▸ Aim of the exercise: Retype the part of the listing that starts at its beginning and ends with the line containing "xmin=219 ymin=0 xmax=488 ymax=33", including that line. Leave the pictures out of your answer.

>> Start Records provided

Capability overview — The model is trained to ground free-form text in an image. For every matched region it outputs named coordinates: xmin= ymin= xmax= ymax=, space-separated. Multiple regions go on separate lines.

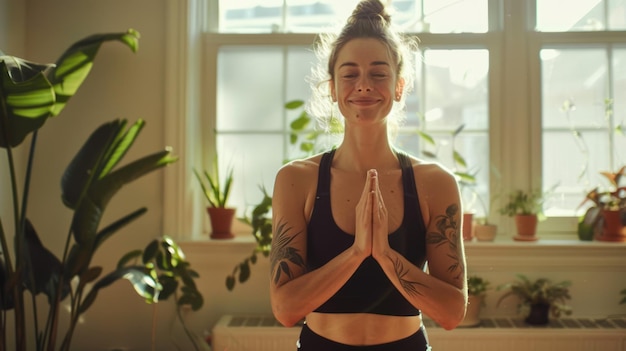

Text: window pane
xmin=216 ymin=46 xmax=315 ymax=213
xmin=541 ymin=48 xmax=626 ymax=216
xmin=612 ymin=47 xmax=626 ymax=166
xmin=217 ymin=46 xmax=300 ymax=132
xmin=423 ymin=0 xmax=489 ymax=33
xmin=398 ymin=50 xmax=490 ymax=216
xmin=537 ymin=0 xmax=626 ymax=32
xmin=217 ymin=134 xmax=283 ymax=217
xmin=219 ymin=0 xmax=488 ymax=33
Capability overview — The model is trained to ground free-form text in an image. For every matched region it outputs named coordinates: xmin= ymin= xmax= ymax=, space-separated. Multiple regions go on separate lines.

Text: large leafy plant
xmin=0 ymin=30 xmax=176 ymax=351
xmin=117 ymin=235 xmax=210 ymax=351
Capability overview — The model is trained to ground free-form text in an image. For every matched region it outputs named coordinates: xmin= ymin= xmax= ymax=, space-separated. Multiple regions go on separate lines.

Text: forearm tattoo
xmin=270 ymin=220 xmax=305 ymax=284
xmin=426 ymin=204 xmax=465 ymax=280
xmin=389 ymin=257 xmax=426 ymax=296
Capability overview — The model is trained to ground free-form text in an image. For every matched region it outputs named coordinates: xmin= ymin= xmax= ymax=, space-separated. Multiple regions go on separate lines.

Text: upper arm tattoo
xmin=426 ymin=204 xmax=465 ymax=280
xmin=387 ymin=256 xmax=426 ymax=296
xmin=270 ymin=219 xmax=305 ymax=284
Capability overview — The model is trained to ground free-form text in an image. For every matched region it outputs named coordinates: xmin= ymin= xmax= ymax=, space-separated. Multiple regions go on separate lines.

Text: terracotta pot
xmin=524 ymin=303 xmax=550 ymax=325
xmin=463 ymin=212 xmax=474 ymax=240
xmin=596 ymin=210 xmax=626 ymax=242
xmin=207 ymin=207 xmax=235 ymax=239
xmin=474 ymin=224 xmax=498 ymax=241
xmin=514 ymin=215 xmax=538 ymax=241
xmin=459 ymin=295 xmax=484 ymax=327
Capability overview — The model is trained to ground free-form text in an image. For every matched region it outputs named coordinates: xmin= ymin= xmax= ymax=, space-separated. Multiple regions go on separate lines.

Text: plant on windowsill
xmin=226 ymin=100 xmax=336 ymax=291
xmin=500 ymin=190 xmax=546 ymax=241
xmin=496 ymin=274 xmax=572 ymax=325
xmin=578 ymin=166 xmax=626 ymax=242
xmin=193 ymin=156 xmax=235 ymax=239
xmin=460 ymin=274 xmax=491 ymax=327
xmin=0 ymin=29 xmax=182 ymax=351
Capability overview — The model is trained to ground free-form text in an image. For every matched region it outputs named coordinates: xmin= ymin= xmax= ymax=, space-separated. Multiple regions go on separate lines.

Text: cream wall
xmin=0 ymin=0 xmax=269 ymax=350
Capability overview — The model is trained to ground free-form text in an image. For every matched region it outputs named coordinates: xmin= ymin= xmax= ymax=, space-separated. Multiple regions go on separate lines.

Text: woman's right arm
xmin=270 ymin=161 xmax=365 ymax=326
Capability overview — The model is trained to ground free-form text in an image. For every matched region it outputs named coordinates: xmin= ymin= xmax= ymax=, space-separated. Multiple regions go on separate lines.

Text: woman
xmin=270 ymin=0 xmax=467 ymax=351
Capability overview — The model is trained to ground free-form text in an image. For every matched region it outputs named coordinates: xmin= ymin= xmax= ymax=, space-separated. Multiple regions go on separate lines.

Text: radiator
xmin=213 ymin=315 xmax=626 ymax=351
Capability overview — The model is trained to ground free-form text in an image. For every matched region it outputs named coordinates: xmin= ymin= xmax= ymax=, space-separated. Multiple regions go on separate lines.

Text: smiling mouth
xmin=349 ymin=99 xmax=379 ymax=105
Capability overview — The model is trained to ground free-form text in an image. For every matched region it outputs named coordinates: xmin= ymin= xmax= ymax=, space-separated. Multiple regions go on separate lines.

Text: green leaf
xmin=61 ymin=120 xmax=126 ymax=210
xmin=72 ymin=136 xmax=177 ymax=243
xmin=0 ymin=29 xmax=139 ymax=148
xmin=289 ymin=112 xmax=311 ymax=131
xmin=22 ymin=219 xmax=70 ymax=303
xmin=79 ymin=266 xmax=102 ymax=290
xmin=49 ymin=29 xmax=139 ymax=116
xmin=285 ymin=100 xmax=304 ymax=110
xmin=117 ymin=250 xmax=141 ymax=269
xmin=141 ymin=240 xmax=159 ymax=264
xmin=159 ymin=274 xmax=178 ymax=301
xmin=78 ymin=266 xmax=161 ymax=314
xmin=0 ymin=56 xmax=56 ymax=148
xmin=98 ymin=119 xmax=146 ymax=178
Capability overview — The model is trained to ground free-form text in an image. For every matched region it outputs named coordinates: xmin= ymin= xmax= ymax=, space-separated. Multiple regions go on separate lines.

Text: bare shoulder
xmin=402 ymin=155 xmax=456 ymax=185
xmin=276 ymin=155 xmax=322 ymax=185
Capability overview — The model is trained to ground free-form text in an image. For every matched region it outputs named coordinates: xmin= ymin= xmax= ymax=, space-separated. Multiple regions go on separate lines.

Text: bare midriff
xmin=306 ymin=312 xmax=422 ymax=346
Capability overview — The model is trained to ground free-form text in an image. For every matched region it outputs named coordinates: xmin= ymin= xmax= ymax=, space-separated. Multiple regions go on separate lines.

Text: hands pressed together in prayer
xmin=354 ymin=169 xmax=389 ymax=260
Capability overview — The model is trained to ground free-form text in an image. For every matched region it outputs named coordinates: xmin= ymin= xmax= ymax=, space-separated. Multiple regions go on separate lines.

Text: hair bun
xmin=349 ymin=0 xmax=391 ymax=23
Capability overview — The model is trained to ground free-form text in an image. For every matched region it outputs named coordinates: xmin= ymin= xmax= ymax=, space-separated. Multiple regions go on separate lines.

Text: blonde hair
xmin=306 ymin=0 xmax=417 ymax=134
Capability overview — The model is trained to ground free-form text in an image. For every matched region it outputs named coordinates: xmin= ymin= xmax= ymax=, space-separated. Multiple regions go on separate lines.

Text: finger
xmin=361 ymin=170 xmax=376 ymax=198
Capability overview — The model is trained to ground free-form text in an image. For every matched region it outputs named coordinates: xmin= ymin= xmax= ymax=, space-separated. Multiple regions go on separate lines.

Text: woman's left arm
xmin=373 ymin=164 xmax=467 ymax=330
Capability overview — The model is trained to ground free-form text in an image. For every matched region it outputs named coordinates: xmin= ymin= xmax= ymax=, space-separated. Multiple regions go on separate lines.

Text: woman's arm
xmin=373 ymin=165 xmax=467 ymax=330
xmin=270 ymin=161 xmax=367 ymax=326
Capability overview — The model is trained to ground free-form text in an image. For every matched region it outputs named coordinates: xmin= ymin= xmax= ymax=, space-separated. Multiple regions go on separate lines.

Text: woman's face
xmin=330 ymin=38 xmax=402 ymax=122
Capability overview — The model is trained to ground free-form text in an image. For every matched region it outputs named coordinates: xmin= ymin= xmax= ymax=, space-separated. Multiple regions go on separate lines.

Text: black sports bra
xmin=307 ymin=150 xmax=426 ymax=316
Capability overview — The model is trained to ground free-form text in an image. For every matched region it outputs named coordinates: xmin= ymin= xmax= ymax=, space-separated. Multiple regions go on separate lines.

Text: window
xmin=530 ymin=0 xmax=626 ymax=220
xmin=206 ymin=0 xmax=489 ymax=223
xmin=166 ymin=0 xmax=626 ymax=236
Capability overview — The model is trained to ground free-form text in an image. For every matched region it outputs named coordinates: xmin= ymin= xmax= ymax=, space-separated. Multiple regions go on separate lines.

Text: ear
xmin=395 ymin=78 xmax=404 ymax=101
xmin=328 ymin=79 xmax=337 ymax=102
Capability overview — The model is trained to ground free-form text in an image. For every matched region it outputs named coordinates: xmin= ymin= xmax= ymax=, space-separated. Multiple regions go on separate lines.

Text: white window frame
xmin=163 ymin=0 xmax=624 ymax=240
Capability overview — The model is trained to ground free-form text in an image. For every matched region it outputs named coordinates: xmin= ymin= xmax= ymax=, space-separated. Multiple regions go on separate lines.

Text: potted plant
xmin=460 ymin=275 xmax=490 ymax=327
xmin=193 ymin=156 xmax=235 ymax=239
xmin=578 ymin=166 xmax=626 ymax=241
xmin=500 ymin=190 xmax=545 ymax=241
xmin=0 ymin=29 xmax=182 ymax=351
xmin=497 ymin=274 xmax=572 ymax=325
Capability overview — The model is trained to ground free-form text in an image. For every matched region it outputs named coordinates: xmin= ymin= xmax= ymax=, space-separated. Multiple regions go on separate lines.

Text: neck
xmin=333 ymin=130 xmax=399 ymax=173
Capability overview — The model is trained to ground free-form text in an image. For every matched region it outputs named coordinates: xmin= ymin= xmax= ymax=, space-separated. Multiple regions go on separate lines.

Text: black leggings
xmin=297 ymin=323 xmax=432 ymax=351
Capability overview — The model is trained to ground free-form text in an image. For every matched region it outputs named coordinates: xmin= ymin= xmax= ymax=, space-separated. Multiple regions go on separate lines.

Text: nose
xmin=357 ymin=77 xmax=372 ymax=92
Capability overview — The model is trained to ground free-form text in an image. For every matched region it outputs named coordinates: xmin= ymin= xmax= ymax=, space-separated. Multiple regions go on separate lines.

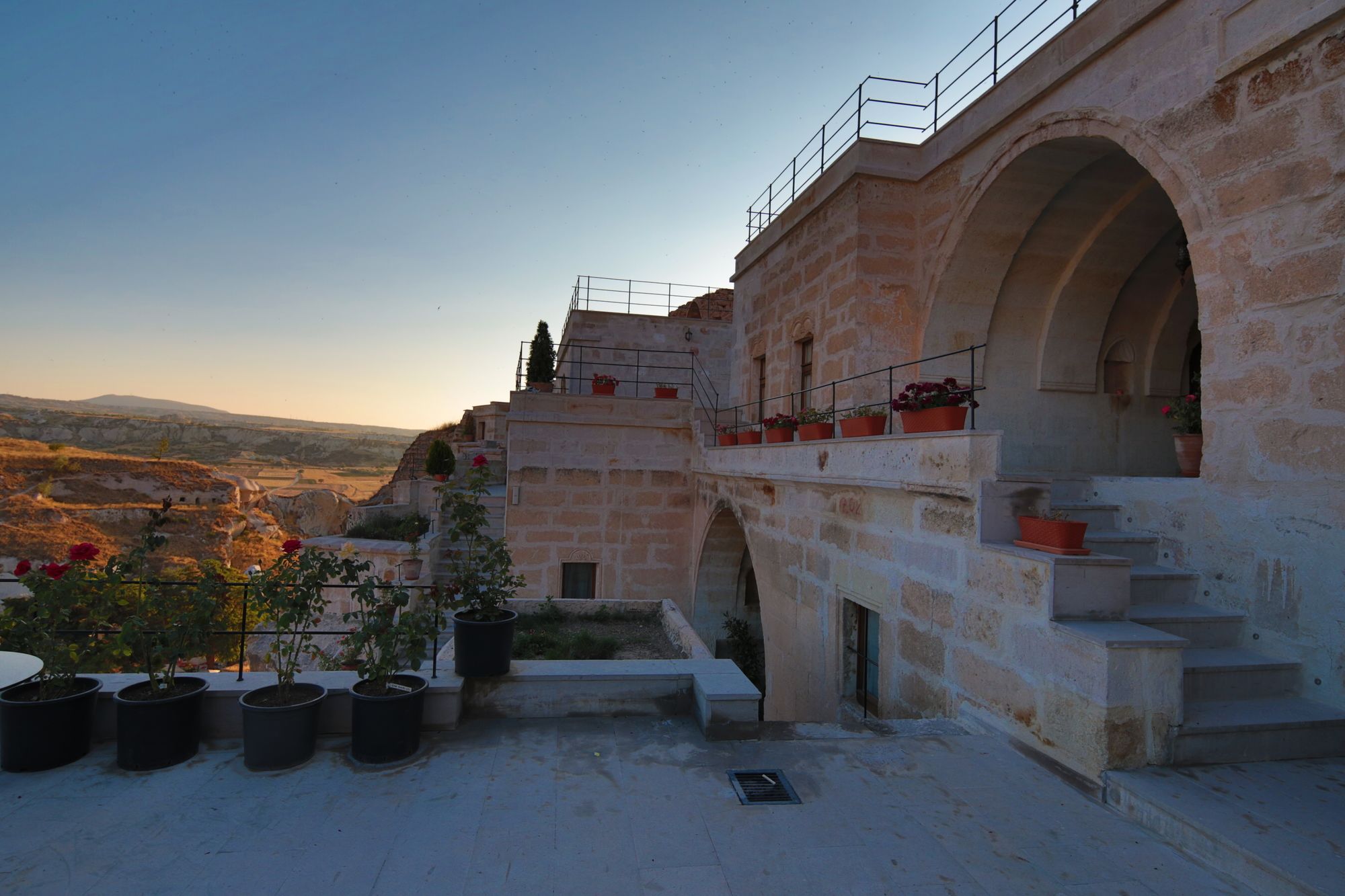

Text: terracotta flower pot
xmin=901 ymin=406 xmax=967 ymax=434
xmin=799 ymin=423 xmax=837 ymax=441
xmin=1018 ymin=517 xmax=1088 ymax=551
xmin=1173 ymin=432 xmax=1205 ymax=477
xmin=841 ymin=414 xmax=888 ymax=438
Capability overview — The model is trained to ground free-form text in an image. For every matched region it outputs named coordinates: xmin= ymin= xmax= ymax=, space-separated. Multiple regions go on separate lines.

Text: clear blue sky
xmin=0 ymin=0 xmax=1081 ymax=427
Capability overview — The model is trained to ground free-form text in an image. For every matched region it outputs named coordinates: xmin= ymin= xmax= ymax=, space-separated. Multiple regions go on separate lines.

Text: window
xmin=561 ymin=564 xmax=597 ymax=600
xmin=799 ymin=336 xmax=812 ymax=393
xmin=752 ymin=355 xmax=765 ymax=419
xmin=845 ymin=600 xmax=882 ymax=716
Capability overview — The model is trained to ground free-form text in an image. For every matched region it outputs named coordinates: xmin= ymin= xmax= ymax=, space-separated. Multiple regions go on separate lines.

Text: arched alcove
xmin=921 ymin=122 xmax=1198 ymax=475
xmin=691 ymin=507 xmax=768 ymax=699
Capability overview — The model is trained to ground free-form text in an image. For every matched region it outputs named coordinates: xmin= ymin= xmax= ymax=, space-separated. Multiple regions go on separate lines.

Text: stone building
xmin=447 ymin=0 xmax=1345 ymax=775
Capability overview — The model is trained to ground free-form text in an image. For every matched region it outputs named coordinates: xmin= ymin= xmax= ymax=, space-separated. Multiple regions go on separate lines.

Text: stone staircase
xmin=1050 ymin=479 xmax=1345 ymax=766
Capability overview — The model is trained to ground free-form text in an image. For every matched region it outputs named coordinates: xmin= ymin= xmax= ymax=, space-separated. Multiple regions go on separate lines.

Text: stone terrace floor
xmin=0 ymin=719 xmax=1245 ymax=896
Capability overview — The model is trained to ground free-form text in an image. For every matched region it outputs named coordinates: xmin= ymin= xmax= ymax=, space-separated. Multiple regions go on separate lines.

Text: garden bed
xmin=514 ymin=602 xmax=685 ymax=659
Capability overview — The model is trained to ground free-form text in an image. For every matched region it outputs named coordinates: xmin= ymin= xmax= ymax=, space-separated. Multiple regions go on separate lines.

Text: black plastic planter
xmin=238 ymin=685 xmax=327 ymax=771
xmin=350 ymin=676 xmax=429 ymax=763
xmin=112 ymin=676 xmax=207 ymax=771
xmin=453 ymin=610 xmax=518 ymax=678
xmin=0 ymin=678 xmax=102 ymax=771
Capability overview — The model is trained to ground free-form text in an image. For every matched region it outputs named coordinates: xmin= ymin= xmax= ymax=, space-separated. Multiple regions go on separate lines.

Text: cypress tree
xmin=425 ymin=438 xmax=457 ymax=477
xmin=527 ymin=320 xmax=555 ymax=382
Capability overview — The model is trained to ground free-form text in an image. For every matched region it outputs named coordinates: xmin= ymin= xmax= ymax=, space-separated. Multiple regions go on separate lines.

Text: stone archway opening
xmin=921 ymin=136 xmax=1200 ymax=477
xmin=691 ymin=509 xmax=765 ymax=694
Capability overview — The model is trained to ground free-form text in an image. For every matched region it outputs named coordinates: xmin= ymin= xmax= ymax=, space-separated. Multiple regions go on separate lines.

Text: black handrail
xmin=569 ymin=274 xmax=725 ymax=313
xmin=748 ymin=0 xmax=1092 ymax=242
xmin=714 ymin=343 xmax=986 ymax=433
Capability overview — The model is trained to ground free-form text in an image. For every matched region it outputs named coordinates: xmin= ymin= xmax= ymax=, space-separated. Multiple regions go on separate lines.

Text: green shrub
xmin=346 ymin=513 xmax=429 ymax=541
xmin=425 ymin=438 xmax=457 ymax=477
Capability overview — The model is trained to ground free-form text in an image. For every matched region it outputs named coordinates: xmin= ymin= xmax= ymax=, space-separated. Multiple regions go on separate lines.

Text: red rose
xmin=70 ymin=541 xmax=101 ymax=560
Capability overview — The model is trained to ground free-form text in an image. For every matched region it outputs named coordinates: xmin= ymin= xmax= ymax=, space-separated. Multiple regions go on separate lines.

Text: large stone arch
xmin=690 ymin=499 xmax=771 ymax=697
xmin=920 ymin=114 xmax=1206 ymax=475
xmin=920 ymin=109 xmax=1215 ymax=375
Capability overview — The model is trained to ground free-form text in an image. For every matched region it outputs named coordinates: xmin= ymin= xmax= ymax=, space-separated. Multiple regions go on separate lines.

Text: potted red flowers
xmin=892 ymin=376 xmax=981 ymax=434
xmin=1014 ymin=510 xmax=1092 ymax=555
xmin=1163 ymin=391 xmax=1205 ymax=477
xmin=761 ymin=414 xmax=799 ymax=444
xmin=841 ymin=405 xmax=888 ymax=438
xmin=799 ymin=407 xmax=835 ymax=441
xmin=0 ymin=544 xmax=109 ymax=771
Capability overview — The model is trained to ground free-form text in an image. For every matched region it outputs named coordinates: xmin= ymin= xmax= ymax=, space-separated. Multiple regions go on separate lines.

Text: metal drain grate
xmin=729 ymin=768 xmax=803 ymax=806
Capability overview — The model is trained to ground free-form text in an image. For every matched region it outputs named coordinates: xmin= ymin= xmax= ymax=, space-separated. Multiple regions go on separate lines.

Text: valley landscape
xmin=0 ymin=395 xmax=418 ymax=569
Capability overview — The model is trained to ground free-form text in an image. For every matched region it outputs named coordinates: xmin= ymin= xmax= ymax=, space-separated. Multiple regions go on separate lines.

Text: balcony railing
xmin=570 ymin=274 xmax=721 ymax=315
xmin=748 ymin=0 xmax=1093 ymax=242
xmin=714 ymin=343 xmax=986 ymax=433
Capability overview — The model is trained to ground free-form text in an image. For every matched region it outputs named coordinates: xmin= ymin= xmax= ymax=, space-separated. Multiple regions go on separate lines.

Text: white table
xmin=0 ymin=650 xmax=42 ymax=688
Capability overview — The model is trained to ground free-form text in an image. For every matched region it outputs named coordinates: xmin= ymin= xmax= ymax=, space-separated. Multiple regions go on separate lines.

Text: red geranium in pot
xmin=799 ymin=407 xmax=835 ymax=441
xmin=1014 ymin=510 xmax=1091 ymax=555
xmin=1163 ymin=391 xmax=1205 ymax=477
xmin=841 ymin=405 xmax=888 ymax=438
xmin=892 ymin=376 xmax=981 ymax=434
xmin=761 ymin=414 xmax=799 ymax=442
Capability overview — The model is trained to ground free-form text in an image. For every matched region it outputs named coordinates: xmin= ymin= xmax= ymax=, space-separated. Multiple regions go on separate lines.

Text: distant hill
xmin=0 ymin=393 xmax=421 ymax=438
xmin=83 ymin=395 xmax=229 ymax=414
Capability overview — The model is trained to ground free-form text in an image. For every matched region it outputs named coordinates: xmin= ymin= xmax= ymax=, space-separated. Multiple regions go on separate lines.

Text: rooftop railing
xmin=570 ymin=274 xmax=721 ymax=315
xmin=514 ymin=341 xmax=720 ymax=422
xmin=714 ymin=343 xmax=986 ymax=434
xmin=748 ymin=0 xmax=1093 ymax=242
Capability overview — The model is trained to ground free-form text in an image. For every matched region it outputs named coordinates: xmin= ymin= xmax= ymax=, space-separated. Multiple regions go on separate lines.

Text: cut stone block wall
xmin=504 ymin=393 xmax=694 ymax=602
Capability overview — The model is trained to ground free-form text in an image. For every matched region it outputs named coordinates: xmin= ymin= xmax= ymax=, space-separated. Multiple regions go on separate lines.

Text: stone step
xmin=1084 ymin=528 xmax=1158 ymax=564
xmin=1182 ymin=647 xmax=1302 ymax=704
xmin=1050 ymin=474 xmax=1095 ymax=507
xmin=1130 ymin=564 xmax=1200 ymax=604
xmin=1050 ymin=499 xmax=1120 ymax=530
xmin=1128 ymin=604 xmax=1247 ymax=647
xmin=1173 ymin=697 xmax=1345 ymax=766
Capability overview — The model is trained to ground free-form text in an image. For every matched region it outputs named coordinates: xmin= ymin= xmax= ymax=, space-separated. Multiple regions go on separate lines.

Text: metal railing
xmin=570 ymin=274 xmax=722 ymax=315
xmin=0 ymin=579 xmax=452 ymax=681
xmin=748 ymin=0 xmax=1093 ymax=242
xmin=714 ymin=343 xmax=986 ymax=433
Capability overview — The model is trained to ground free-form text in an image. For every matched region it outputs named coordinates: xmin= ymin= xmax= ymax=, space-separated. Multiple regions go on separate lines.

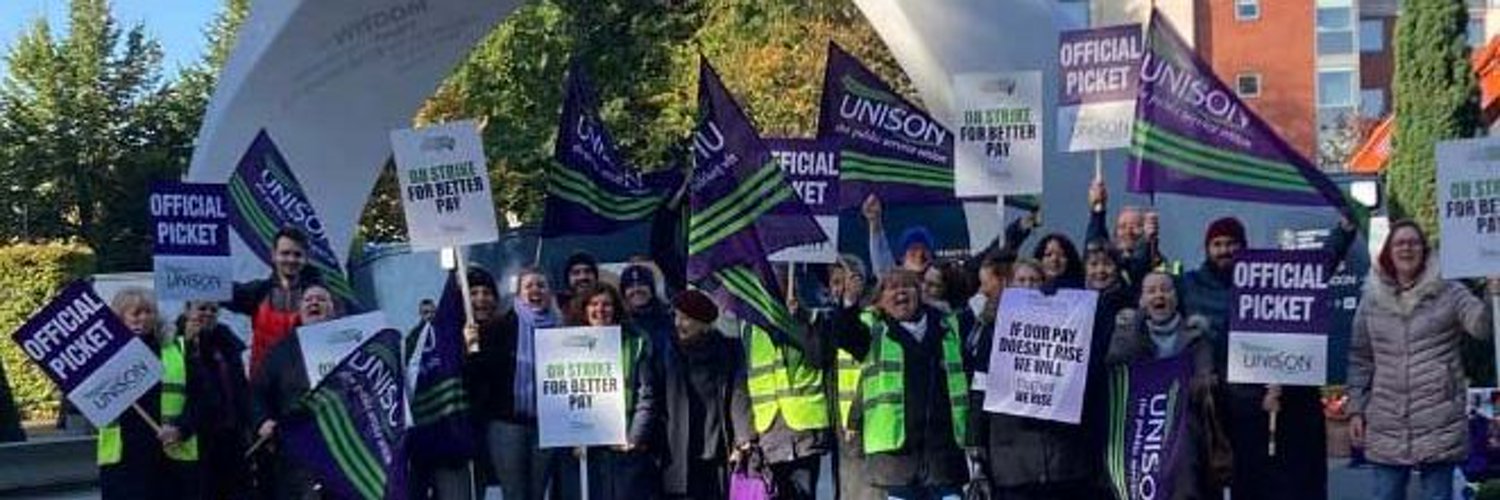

>> End Records provided

▸ Result for this exercise:
Capability overview — The model is trained to ground free-form text in an image. For every matched region it outputs named coordinates: xmin= ymin= xmax= ymax=, space-separated. Multiple regions go on separate lines.


Text: window pane
xmin=216 ymin=46 xmax=315 ymax=213
xmin=541 ymin=48 xmax=626 ymax=216
xmin=612 ymin=47 xmax=626 ymax=166
xmin=217 ymin=46 xmax=300 ymax=132
xmin=423 ymin=0 xmax=489 ymax=33
xmin=398 ymin=50 xmax=490 ymax=216
xmin=537 ymin=0 xmax=626 ymax=32
xmin=217 ymin=134 xmax=283 ymax=217
xmin=219 ymin=0 xmax=488 ymax=33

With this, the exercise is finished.